Return the lines below in which the string "trunk" occurs.
★ ★ ★ ★ ★
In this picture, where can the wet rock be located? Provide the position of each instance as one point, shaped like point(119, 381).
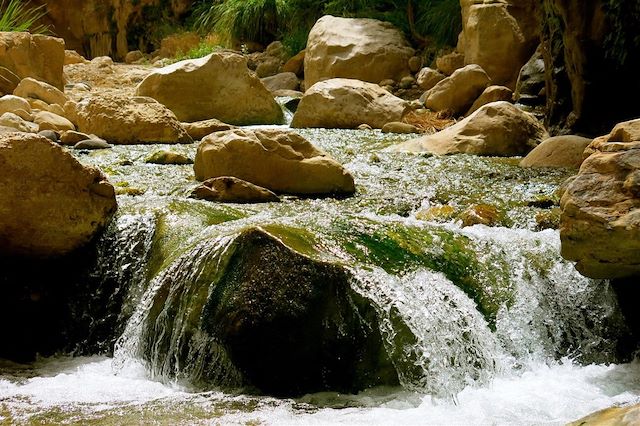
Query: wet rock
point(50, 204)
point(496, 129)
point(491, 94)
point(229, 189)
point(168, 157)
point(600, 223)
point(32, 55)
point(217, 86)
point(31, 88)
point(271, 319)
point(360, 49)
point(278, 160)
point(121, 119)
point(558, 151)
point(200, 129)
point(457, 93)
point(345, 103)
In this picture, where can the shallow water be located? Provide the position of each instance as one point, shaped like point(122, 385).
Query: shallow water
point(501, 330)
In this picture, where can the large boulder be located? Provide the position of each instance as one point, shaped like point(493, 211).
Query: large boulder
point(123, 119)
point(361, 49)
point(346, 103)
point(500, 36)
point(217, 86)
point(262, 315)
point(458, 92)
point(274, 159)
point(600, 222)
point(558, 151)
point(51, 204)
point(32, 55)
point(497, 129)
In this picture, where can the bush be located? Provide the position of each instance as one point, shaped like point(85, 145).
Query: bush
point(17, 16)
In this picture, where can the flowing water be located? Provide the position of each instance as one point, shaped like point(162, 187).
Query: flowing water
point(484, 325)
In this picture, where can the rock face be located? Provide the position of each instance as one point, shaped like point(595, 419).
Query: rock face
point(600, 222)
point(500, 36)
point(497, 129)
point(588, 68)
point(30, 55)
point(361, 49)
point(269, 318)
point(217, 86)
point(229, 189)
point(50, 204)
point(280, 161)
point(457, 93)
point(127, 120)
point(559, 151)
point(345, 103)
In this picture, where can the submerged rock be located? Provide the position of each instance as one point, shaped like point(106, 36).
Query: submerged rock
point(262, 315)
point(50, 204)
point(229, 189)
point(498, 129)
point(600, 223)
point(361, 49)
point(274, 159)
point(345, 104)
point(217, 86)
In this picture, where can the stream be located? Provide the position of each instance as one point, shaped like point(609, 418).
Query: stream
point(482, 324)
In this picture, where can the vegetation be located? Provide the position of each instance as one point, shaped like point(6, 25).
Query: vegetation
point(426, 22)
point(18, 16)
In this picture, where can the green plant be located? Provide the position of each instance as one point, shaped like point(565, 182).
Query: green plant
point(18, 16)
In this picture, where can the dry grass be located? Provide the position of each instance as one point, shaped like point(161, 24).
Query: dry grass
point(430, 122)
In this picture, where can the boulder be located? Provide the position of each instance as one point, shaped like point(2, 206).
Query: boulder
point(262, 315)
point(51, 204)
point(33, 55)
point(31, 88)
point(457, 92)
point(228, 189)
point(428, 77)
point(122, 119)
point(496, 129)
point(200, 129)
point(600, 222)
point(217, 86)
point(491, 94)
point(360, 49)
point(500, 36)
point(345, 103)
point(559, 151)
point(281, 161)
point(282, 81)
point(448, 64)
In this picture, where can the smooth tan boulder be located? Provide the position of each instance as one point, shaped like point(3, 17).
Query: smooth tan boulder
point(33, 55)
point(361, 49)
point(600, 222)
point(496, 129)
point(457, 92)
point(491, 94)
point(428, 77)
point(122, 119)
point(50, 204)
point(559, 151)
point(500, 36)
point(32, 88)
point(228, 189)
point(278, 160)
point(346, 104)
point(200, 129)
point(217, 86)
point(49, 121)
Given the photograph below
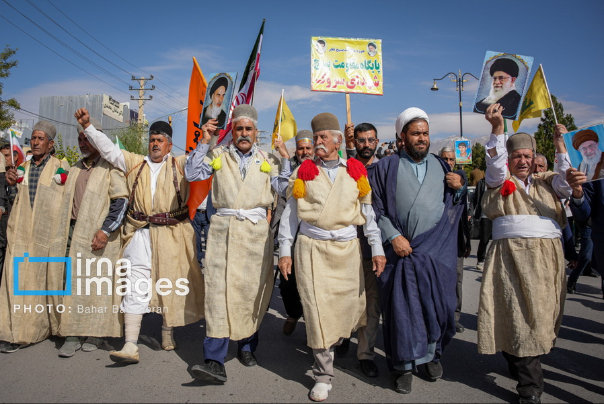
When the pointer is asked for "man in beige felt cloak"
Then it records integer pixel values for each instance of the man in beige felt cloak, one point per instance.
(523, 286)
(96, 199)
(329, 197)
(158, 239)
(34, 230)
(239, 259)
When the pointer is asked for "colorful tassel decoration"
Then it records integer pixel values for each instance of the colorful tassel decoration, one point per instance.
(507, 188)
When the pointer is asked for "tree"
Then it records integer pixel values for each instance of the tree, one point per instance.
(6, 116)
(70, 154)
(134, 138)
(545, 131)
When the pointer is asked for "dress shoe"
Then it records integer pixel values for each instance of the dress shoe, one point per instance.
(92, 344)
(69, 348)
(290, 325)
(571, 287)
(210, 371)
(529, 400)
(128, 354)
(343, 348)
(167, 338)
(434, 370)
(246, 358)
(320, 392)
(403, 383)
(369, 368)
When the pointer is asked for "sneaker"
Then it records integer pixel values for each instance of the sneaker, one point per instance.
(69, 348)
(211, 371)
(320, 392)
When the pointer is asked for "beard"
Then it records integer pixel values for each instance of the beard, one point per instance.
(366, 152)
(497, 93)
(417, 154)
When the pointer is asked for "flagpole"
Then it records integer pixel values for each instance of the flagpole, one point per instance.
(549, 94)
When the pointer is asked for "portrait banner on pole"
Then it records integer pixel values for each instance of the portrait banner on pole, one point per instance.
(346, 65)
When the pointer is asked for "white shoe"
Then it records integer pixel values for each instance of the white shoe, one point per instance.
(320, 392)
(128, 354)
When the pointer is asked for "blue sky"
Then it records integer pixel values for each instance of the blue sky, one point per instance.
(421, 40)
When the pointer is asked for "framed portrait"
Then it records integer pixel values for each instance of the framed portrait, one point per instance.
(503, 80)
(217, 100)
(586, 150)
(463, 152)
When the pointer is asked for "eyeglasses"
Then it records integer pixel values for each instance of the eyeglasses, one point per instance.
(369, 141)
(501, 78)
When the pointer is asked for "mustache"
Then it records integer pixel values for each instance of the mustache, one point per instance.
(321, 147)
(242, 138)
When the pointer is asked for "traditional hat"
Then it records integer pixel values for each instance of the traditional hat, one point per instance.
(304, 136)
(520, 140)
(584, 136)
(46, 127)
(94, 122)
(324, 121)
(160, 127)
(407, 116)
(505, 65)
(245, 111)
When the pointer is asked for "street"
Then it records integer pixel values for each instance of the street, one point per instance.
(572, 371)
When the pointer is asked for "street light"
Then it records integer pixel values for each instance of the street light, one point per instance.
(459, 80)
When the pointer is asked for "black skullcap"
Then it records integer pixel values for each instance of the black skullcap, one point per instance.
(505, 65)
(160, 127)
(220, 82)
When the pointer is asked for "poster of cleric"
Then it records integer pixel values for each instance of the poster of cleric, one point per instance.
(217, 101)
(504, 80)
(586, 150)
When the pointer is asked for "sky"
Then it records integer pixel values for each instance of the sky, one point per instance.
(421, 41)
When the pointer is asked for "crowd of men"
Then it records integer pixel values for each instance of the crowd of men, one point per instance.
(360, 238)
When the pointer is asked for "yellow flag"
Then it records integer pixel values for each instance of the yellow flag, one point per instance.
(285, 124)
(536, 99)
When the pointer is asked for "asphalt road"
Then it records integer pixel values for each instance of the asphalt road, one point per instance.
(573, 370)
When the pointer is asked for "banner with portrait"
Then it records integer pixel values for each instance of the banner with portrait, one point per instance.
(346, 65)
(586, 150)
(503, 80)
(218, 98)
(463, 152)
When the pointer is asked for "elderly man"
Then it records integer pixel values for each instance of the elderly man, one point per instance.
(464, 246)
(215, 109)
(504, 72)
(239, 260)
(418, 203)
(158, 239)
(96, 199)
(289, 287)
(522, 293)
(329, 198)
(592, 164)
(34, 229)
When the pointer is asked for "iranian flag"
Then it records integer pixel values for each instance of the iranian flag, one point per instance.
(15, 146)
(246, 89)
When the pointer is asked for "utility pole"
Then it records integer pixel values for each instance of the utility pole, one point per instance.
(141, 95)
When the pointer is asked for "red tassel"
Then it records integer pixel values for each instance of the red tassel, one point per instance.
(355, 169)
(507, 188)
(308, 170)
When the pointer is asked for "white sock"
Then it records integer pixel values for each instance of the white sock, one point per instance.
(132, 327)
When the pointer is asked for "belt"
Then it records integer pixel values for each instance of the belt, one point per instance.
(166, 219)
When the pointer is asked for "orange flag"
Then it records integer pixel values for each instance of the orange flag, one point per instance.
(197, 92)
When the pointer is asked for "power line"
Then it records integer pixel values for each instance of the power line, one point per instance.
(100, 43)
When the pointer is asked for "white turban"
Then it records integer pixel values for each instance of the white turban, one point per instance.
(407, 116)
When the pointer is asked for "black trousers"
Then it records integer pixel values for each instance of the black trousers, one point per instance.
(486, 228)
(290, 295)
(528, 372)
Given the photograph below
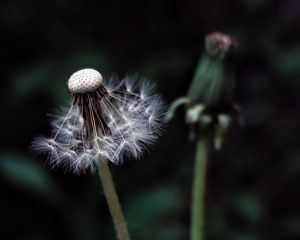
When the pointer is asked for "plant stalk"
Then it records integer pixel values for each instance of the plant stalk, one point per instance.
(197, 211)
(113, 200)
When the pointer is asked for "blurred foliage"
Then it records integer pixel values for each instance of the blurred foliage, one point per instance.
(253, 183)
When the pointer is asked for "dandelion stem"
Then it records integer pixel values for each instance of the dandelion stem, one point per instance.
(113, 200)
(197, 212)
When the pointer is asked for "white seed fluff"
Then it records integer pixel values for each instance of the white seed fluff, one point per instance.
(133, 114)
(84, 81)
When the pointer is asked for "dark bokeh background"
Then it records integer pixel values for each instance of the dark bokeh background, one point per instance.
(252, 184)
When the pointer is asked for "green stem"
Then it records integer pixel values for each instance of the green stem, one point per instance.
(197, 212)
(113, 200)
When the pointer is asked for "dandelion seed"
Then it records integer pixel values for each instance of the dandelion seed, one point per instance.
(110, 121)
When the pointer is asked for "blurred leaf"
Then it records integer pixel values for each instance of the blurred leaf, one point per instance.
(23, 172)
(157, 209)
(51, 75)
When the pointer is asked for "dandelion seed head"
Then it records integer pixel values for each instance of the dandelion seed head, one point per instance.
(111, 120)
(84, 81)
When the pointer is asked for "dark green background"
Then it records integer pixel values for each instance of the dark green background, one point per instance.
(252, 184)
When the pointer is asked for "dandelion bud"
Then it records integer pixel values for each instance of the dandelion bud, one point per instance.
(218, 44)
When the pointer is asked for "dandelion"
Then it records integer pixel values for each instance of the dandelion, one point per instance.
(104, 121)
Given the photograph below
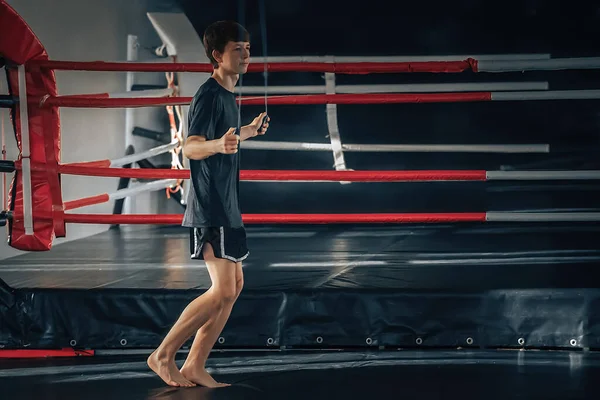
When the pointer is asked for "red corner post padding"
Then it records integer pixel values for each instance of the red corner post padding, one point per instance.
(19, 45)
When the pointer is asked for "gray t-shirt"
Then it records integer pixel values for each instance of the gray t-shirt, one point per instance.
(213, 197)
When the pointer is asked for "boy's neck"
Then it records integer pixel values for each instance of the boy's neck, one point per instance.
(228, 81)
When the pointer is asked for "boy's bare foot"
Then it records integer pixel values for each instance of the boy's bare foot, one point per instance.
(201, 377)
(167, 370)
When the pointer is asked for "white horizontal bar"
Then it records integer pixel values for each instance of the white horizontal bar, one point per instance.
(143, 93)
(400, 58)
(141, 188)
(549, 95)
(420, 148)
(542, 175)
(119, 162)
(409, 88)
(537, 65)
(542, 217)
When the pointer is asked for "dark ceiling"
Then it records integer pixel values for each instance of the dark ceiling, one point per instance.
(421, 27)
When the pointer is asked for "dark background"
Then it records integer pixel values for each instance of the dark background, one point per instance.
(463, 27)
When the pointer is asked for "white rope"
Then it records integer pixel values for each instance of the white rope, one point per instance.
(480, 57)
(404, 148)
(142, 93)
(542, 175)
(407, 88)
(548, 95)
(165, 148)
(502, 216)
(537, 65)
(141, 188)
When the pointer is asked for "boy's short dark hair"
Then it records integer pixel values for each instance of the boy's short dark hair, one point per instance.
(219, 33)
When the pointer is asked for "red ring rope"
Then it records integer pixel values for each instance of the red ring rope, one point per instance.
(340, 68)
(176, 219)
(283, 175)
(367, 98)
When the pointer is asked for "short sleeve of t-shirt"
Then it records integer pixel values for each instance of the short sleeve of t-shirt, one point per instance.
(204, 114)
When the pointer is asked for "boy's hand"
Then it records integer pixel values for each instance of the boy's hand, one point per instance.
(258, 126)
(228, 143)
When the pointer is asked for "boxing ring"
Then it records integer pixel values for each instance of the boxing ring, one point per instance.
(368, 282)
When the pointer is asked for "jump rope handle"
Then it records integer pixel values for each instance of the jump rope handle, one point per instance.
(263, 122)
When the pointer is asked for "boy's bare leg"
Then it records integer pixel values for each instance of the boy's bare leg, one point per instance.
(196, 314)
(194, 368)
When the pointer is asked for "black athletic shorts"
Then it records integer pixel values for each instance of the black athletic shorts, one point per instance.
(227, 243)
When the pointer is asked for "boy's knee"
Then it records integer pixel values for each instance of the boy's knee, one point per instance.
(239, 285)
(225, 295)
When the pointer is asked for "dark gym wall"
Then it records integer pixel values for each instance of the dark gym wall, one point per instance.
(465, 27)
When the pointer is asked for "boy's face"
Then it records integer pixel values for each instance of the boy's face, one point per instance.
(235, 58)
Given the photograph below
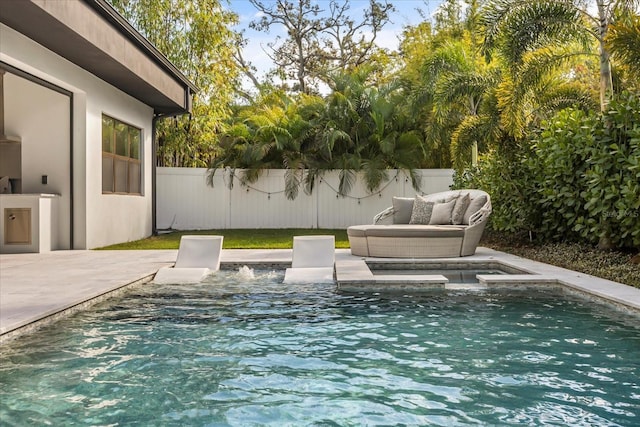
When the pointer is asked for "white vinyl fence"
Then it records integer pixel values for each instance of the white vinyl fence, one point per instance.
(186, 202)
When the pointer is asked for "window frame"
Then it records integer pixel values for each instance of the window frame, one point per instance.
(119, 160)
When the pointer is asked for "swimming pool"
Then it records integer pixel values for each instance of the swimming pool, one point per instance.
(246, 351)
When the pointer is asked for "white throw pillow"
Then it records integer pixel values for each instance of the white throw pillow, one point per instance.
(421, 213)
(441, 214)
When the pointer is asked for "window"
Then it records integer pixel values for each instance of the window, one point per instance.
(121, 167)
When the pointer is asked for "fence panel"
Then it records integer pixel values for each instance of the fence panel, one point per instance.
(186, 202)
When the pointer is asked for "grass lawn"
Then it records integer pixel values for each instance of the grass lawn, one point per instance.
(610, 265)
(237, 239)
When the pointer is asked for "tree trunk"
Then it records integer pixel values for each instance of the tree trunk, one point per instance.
★ ★ ★ ★ ★
_Response area:_
When the pointer is asked for "tree trunk"
Then it records integer pixel values for each instance of the tree trunk, one point per instance.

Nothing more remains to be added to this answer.